(begin)

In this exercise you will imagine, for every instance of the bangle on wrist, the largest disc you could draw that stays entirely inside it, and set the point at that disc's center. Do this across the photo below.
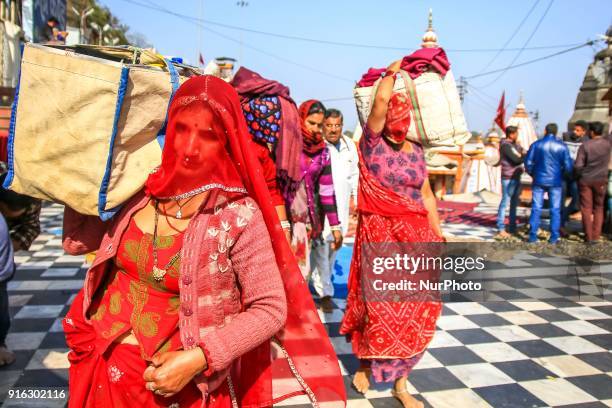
(389, 73)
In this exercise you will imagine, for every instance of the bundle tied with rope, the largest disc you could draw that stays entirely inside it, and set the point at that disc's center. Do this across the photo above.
(436, 117)
(88, 123)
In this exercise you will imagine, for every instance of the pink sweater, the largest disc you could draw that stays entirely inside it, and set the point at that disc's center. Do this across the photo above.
(232, 296)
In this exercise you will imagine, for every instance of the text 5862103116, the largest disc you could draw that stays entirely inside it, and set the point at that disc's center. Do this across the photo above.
(35, 393)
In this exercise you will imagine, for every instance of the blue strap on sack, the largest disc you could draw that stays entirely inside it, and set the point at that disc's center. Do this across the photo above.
(174, 79)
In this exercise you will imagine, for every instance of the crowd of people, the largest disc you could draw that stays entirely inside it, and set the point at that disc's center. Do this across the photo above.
(577, 168)
(198, 293)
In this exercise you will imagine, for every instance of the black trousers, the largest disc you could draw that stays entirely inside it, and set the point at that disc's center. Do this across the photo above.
(5, 320)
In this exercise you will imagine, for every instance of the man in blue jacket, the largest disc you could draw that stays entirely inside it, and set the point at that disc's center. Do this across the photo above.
(548, 162)
(7, 269)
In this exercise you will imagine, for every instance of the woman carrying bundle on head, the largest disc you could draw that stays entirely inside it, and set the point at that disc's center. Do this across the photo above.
(313, 198)
(194, 298)
(395, 205)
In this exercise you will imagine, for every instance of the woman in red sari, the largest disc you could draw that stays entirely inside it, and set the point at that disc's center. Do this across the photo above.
(395, 204)
(194, 298)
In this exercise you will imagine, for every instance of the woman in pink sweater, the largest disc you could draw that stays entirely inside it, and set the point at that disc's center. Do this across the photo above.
(186, 303)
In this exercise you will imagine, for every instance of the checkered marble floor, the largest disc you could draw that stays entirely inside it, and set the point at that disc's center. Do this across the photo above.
(547, 352)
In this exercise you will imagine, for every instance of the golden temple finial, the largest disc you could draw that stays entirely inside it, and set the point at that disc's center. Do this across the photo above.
(430, 39)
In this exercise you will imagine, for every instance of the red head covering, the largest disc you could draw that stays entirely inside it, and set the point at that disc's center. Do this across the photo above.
(313, 368)
(313, 141)
(398, 119)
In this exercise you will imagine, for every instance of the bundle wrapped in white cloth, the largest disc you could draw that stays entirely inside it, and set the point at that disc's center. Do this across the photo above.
(436, 116)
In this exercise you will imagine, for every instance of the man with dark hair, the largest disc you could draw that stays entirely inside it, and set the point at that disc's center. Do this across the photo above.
(548, 162)
(592, 170)
(345, 173)
(572, 140)
(511, 158)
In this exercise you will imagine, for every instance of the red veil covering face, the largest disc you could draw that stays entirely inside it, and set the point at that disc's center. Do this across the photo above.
(300, 358)
(387, 329)
(397, 122)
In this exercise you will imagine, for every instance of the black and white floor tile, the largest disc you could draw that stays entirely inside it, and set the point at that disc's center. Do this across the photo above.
(550, 352)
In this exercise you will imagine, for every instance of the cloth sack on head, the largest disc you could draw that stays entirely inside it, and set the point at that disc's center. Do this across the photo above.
(87, 127)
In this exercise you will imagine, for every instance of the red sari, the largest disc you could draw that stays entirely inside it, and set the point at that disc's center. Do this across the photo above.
(385, 329)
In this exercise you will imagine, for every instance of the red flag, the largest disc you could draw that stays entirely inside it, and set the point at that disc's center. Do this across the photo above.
(500, 116)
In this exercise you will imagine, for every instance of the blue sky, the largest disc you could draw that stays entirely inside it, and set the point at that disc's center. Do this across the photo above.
(549, 86)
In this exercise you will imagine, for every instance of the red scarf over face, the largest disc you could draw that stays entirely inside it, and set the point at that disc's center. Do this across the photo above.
(212, 160)
(313, 141)
(398, 119)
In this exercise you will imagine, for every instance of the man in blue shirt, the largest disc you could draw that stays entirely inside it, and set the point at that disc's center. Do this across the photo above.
(548, 162)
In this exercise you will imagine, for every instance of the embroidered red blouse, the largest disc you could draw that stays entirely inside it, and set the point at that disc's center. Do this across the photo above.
(132, 298)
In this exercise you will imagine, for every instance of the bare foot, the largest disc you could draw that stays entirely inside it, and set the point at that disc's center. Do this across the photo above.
(361, 380)
(401, 393)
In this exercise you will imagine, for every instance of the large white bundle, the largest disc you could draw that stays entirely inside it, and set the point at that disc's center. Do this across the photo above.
(437, 117)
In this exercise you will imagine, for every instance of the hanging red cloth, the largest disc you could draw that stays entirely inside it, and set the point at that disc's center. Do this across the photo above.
(304, 361)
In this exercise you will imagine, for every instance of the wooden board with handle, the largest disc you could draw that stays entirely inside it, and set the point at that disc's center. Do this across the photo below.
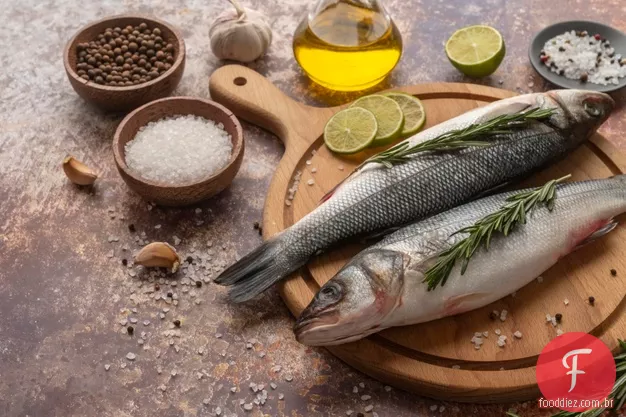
(436, 359)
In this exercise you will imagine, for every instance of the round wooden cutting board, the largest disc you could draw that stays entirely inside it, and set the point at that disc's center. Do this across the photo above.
(437, 359)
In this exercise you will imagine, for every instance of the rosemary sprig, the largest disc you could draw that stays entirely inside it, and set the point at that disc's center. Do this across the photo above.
(461, 138)
(503, 221)
(618, 393)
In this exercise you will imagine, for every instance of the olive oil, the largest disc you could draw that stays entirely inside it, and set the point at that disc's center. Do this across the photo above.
(348, 46)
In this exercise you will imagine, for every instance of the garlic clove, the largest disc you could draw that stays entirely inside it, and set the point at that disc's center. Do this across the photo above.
(158, 254)
(240, 34)
(78, 172)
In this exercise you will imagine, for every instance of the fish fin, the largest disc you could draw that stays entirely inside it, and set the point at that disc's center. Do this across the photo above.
(606, 229)
(462, 303)
(261, 268)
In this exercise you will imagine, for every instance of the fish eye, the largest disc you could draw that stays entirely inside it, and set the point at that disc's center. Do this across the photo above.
(330, 291)
(592, 110)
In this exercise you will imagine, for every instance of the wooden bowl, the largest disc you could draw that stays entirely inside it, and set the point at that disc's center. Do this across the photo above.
(184, 194)
(122, 99)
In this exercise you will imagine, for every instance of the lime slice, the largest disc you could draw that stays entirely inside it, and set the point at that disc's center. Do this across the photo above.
(476, 51)
(350, 130)
(388, 115)
(413, 110)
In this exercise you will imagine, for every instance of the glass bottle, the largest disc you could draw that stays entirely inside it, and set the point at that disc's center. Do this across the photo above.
(347, 45)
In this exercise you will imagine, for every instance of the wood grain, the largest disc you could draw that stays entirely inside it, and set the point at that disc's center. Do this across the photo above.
(126, 98)
(186, 194)
(420, 358)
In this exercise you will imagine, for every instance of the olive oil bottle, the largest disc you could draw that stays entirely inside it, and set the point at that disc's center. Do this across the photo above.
(347, 45)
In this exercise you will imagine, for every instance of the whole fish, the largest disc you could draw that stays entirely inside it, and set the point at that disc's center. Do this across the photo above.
(377, 198)
(383, 286)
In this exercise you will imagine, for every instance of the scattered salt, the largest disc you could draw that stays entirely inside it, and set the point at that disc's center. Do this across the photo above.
(179, 150)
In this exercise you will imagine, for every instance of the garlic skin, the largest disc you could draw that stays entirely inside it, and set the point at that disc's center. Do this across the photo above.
(240, 34)
(158, 254)
(77, 172)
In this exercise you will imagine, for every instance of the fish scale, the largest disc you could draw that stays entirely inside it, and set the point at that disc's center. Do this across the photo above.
(426, 187)
(383, 286)
(377, 198)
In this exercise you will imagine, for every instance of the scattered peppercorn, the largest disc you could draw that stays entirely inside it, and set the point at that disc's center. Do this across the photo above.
(116, 55)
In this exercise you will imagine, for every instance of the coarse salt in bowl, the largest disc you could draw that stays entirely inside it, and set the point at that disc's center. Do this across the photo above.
(178, 151)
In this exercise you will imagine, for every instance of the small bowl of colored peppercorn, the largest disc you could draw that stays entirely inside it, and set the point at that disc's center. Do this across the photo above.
(122, 62)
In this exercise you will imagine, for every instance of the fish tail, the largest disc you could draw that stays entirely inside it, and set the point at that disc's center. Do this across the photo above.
(260, 269)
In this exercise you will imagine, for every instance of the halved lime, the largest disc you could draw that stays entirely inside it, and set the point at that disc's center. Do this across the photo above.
(388, 115)
(350, 130)
(476, 51)
(413, 110)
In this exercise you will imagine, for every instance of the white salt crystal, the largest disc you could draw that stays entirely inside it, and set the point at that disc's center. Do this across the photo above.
(179, 150)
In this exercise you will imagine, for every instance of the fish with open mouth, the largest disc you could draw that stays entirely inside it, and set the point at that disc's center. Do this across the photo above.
(383, 286)
(377, 198)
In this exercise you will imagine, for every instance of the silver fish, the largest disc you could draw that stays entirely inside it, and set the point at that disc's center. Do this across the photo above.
(376, 198)
(383, 286)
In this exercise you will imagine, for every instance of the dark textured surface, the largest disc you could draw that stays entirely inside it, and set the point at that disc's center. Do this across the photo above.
(61, 297)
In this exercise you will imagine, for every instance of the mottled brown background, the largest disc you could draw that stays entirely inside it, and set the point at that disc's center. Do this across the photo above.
(61, 298)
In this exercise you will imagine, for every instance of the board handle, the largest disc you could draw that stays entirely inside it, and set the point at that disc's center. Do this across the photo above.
(255, 99)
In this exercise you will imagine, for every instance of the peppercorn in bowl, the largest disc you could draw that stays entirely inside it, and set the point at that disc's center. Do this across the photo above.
(122, 62)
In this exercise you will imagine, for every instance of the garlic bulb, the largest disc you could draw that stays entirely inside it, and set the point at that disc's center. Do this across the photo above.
(241, 34)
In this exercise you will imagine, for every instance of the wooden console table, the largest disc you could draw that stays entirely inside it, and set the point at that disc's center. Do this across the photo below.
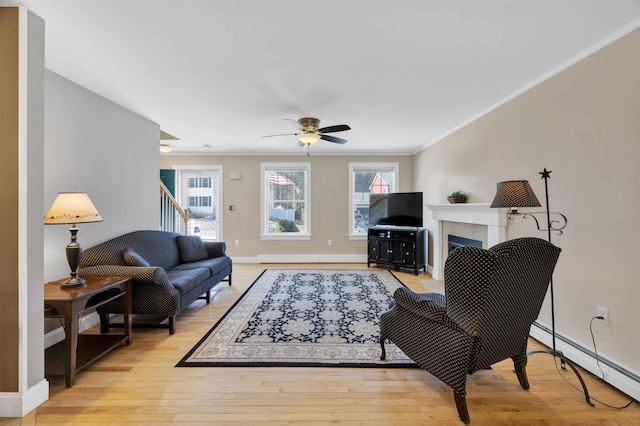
(71, 303)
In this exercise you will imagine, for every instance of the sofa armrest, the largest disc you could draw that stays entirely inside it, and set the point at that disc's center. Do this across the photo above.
(428, 305)
(216, 248)
(147, 275)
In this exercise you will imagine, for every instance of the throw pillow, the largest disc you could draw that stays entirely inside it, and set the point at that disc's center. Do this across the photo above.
(132, 258)
(191, 248)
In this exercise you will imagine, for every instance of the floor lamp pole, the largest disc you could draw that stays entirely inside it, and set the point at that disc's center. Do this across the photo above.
(564, 361)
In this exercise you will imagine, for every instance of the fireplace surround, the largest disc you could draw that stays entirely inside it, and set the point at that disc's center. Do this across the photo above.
(491, 223)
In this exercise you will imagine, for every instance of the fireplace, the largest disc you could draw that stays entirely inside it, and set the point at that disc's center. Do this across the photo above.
(467, 220)
(455, 241)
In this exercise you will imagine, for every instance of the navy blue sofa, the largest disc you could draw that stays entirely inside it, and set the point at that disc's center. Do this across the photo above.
(170, 271)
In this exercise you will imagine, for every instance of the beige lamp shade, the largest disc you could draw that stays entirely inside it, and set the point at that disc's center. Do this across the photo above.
(515, 193)
(71, 208)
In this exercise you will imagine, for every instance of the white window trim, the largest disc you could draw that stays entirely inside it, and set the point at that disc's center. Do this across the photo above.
(220, 169)
(354, 167)
(264, 188)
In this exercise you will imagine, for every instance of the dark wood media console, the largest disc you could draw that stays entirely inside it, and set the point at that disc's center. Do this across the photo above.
(397, 246)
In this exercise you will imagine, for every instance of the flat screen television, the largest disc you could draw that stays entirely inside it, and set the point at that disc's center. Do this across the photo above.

(end)

- PROBLEM STATEMENT
Repeat exactly, and only, the lines from the line with "fireplace surround, the" through the end of the listing above, both ends included.

- THE ANSWER
In this exercise you will imagine, for every instance of the fireplace surround, the largest disc you could draw that stays entirely inside it, and set the point at that disc's center. Do this across the photo above.
(491, 223)
In this exercise you will imagine, for every instance of the fireplace, the largest disc you could draw that stays entirely inside it, and set the point at that disc's center. Do this across the photo above.
(467, 220)
(455, 241)
In this exercise you will imagine, for every instance of the navy blue sofa, the largest disc you could draw that stays entirely inside it, and set the point at that disc's center. Do this across the photo above.
(170, 271)
In this exercise you will imagine, for every instance of the beige lamp shade, the largest disc you could draw that stays entirely inside it, and set the point at that disc's center. Do this across the photo above.
(515, 193)
(71, 208)
In this exercise you will imagine, for every instance of the white window trim, the largest disc you could draw that stays entirely inside it, and set the point at that disc's center. Do this across the photo above.
(220, 169)
(354, 167)
(264, 188)
In this exercise you will imagine, for every instance of the dark wood media console, the largest disc you could draw that stays entirely inside it, and set the point at that disc's center. Do this across the photo above.
(397, 246)
In this exercise you will imagine, for every instance of the flat screen television, the largest disc you could draw that stays entirely inside it, and set the point at that disc's center. Do this across the photo above.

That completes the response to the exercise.